== Job ==
Count the lines in the data below that contain the string "white", and give only the resulting number.

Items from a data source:
....

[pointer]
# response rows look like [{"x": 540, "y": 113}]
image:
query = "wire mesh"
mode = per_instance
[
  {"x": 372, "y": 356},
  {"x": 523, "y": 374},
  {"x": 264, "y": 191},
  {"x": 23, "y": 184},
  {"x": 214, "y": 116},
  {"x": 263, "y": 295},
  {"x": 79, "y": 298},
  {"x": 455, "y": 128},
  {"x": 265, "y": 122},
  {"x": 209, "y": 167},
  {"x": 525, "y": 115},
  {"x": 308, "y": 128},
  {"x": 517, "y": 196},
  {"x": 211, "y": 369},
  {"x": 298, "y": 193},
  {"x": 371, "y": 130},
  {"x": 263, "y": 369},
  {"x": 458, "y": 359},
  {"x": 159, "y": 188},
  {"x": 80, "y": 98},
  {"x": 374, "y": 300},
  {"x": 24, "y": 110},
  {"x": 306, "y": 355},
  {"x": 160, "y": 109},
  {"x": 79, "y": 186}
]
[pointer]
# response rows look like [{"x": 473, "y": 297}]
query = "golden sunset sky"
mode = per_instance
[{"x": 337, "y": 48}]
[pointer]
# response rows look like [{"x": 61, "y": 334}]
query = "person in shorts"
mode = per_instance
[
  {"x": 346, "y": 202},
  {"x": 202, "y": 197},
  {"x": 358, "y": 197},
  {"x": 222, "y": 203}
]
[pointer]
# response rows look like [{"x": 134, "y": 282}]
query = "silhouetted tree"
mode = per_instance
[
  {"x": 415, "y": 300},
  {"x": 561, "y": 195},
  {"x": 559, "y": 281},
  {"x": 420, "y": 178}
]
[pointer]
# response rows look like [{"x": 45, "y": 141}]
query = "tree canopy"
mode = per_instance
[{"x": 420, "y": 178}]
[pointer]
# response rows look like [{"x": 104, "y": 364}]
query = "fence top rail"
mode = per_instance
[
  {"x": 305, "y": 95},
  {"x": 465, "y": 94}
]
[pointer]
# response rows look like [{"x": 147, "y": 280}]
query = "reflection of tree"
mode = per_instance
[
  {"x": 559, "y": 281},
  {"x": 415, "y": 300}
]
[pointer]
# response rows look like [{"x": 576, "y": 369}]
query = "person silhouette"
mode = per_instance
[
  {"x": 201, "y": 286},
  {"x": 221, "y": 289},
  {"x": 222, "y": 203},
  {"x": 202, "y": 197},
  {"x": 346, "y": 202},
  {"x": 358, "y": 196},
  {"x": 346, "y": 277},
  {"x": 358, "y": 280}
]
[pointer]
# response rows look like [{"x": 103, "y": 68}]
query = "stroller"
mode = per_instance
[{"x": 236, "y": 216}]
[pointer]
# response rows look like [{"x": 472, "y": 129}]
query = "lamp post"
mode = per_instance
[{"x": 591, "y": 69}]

....

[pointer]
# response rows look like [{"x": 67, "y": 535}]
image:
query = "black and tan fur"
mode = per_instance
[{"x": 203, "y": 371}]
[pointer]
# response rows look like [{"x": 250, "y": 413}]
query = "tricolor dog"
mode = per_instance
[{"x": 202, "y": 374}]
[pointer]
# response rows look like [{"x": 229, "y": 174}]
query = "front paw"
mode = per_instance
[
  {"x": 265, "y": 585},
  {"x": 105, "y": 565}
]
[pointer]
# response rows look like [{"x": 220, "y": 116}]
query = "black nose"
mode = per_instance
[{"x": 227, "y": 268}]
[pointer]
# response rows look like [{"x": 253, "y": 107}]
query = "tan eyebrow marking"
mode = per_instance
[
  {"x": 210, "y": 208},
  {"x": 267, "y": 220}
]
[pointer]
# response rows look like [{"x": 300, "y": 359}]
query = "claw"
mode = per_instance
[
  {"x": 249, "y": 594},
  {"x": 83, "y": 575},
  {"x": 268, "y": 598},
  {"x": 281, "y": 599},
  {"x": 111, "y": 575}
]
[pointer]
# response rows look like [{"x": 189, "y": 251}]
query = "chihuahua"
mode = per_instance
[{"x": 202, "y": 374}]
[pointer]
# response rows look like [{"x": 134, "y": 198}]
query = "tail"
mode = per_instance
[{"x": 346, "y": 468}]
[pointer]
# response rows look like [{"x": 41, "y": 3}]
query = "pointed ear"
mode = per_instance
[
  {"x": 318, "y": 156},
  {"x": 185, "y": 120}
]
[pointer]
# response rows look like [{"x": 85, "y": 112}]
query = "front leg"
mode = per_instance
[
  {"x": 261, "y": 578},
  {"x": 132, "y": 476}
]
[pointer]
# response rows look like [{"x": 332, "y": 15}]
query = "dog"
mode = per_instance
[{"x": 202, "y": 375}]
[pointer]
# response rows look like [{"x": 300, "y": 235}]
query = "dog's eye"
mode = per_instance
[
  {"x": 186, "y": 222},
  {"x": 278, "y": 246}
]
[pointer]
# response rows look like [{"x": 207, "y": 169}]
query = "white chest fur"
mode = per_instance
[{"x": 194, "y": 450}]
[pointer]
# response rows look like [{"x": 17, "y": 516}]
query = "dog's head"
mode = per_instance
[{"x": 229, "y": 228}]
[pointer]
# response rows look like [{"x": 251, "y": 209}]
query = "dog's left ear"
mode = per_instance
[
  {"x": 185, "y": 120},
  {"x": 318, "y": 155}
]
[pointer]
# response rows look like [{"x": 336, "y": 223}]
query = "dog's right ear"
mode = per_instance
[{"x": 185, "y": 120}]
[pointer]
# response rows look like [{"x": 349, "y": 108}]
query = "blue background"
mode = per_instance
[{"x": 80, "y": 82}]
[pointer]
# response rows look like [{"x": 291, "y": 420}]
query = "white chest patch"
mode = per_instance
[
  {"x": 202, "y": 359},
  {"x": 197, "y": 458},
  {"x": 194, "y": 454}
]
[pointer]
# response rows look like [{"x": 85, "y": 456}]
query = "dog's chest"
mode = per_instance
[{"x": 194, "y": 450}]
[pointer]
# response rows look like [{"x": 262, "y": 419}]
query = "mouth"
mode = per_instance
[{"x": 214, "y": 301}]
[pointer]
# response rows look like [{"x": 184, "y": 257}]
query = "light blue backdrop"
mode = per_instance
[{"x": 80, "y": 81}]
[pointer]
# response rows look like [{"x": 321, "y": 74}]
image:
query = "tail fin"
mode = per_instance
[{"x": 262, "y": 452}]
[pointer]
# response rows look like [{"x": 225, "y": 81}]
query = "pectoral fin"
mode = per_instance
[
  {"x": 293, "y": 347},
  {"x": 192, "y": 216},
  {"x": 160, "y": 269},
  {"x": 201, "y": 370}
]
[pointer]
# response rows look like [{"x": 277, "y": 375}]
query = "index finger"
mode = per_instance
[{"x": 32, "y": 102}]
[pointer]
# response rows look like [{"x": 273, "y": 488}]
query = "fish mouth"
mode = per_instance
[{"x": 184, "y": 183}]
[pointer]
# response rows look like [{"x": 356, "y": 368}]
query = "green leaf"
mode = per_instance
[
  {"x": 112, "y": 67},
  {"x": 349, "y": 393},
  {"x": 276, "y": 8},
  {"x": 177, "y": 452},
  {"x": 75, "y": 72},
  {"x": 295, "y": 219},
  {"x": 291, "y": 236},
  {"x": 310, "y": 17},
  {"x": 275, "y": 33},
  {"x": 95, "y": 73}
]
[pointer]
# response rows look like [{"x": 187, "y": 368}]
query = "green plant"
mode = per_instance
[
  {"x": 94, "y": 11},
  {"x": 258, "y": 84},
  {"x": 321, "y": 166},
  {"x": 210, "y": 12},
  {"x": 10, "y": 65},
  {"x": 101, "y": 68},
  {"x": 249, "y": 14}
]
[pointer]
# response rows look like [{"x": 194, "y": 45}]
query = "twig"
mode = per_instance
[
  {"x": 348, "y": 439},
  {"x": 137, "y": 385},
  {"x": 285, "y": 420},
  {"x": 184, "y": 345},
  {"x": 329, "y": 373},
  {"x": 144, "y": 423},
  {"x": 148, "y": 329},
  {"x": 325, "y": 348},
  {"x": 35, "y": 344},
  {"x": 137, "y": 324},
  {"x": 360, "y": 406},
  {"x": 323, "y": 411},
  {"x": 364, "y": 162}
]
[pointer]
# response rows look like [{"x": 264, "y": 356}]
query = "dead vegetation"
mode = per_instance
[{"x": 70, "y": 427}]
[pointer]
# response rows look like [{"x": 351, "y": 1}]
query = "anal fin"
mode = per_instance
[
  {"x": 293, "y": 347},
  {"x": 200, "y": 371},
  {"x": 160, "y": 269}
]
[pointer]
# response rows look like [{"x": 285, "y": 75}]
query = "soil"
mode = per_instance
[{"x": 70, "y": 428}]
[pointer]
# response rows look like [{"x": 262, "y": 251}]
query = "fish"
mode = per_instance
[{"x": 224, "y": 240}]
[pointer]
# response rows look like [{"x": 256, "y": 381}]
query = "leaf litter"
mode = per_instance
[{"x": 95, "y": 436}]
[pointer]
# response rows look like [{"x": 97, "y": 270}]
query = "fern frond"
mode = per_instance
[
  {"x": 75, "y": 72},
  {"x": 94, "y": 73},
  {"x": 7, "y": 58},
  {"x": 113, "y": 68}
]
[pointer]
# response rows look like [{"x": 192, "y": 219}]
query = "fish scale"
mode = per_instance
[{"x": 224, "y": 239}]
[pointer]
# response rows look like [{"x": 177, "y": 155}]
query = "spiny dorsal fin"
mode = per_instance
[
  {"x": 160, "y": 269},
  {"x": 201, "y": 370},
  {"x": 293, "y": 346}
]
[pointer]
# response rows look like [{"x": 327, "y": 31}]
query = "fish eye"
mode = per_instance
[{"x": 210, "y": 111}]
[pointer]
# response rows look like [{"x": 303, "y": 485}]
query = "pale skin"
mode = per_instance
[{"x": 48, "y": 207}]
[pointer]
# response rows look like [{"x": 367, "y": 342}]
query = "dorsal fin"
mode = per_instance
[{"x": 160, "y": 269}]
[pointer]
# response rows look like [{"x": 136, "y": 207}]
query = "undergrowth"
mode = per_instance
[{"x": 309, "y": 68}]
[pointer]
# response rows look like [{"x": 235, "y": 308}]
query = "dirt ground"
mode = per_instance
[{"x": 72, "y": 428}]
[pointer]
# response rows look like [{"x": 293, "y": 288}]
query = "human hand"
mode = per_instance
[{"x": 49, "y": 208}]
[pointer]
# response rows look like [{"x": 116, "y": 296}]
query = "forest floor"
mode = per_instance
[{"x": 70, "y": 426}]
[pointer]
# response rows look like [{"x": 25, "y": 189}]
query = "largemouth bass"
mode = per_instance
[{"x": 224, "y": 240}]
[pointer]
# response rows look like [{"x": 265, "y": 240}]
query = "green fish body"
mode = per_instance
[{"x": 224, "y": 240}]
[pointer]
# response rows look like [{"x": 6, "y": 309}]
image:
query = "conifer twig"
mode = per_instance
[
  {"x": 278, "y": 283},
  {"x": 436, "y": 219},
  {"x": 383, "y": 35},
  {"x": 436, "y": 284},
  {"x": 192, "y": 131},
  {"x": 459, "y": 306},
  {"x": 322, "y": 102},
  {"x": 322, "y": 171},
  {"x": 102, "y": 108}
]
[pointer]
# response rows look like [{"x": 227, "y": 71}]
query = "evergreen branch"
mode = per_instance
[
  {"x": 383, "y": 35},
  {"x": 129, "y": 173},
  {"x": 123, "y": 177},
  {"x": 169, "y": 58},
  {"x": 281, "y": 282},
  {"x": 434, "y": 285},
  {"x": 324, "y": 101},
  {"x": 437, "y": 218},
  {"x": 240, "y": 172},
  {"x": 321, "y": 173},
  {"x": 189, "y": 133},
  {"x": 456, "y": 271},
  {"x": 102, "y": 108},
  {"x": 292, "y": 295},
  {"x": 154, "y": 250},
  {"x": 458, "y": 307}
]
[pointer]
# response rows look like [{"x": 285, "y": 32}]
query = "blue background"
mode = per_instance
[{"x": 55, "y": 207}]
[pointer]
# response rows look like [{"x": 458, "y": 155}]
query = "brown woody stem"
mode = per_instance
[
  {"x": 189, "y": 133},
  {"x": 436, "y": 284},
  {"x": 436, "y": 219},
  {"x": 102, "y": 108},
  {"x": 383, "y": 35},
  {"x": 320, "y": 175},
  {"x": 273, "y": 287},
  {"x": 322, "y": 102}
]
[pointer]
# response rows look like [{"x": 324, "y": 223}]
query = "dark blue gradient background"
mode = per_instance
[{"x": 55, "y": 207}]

....

== Finished task ==
2